**Excerpted passage**.

Content starts

The murder of an elderly lady in Orleans, France, is a horrible crime at the best of times. The fact that she has been executed and then mutilated, in a very specific manner, makes the crime even more hideous.

Enter Captain Ines Picaut of the French Police, and her small team. Picaut is recently returned to work having been badly burnt in a house fire but us soon into her stride.

The team tentatively identify the woman and link her to a production company making a TV series about a band of French Resistance Fighters during the Second World War.

The investigation will lead them to start to uncovering facts about the dead woman, and the part she played in the Resistance.

Here starts the second story. That of spies, double agents and treachery. The story of a young woman that escapes from occupied Europe and is trained as an agent that can work with the Resistance. She will work behind enemy lines with agents from across Europe and with French citizens trying to free their own country.

Whilst in France she will encounter; French people who sympathise with the Germans and see the retribution that is brought on them by their own Countrymen; she will have to work with people she despises and decide on which of the people she likes will die.

The small band that makes up her group all seem to have the same allegiances, but have they??

Who is on her side, and who feeding the enemy information.

As the two stories unfold, the modern day investigation, and the second world war drama, identities are uncovered. Nobody is who they seem, and somebody is acting as puppet master, pulling all the strings, but to what end.

I have used no names, except for the present day Police Captain’s, in this review. There is a good reason for that. Some of the characters in this book have multiple identities, because they have worked for different countries and different agencies. To use any of the names might be a bit of a spoiler to the story.

And this is an excellent story that I would hate to spoil for anybody.

Amongst most new fiction this is a tomb of a book at nearly 500 pages. Every page is a pleasure to read. The pace of the book is frantic but very enjoyable.

I have loved WW II stories since I was a young teenager, and I may be being nostalgic, but reading this book has made me wish there were more being written today.

Content ends

**Input data**.
Content starts

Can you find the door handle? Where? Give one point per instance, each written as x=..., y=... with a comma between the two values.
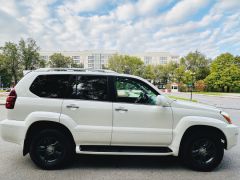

Content ends

**Work instructions**.
(1) According to the book review, how long is the book?
(2) Rewrite the stretch of the book review from "And this is" through "but very enjoyable.", substituting "joy" for "pleasure".

**Solved problems**.
(1) Nearly 500 pages.

(2)
And this is an excellent story that I would hate to spoil for anybody.

Amongst most new fiction this is a tomb of a book at nearly 500 pages. Every page is a joy to read. The pace of the book is frantic but very enjoyable.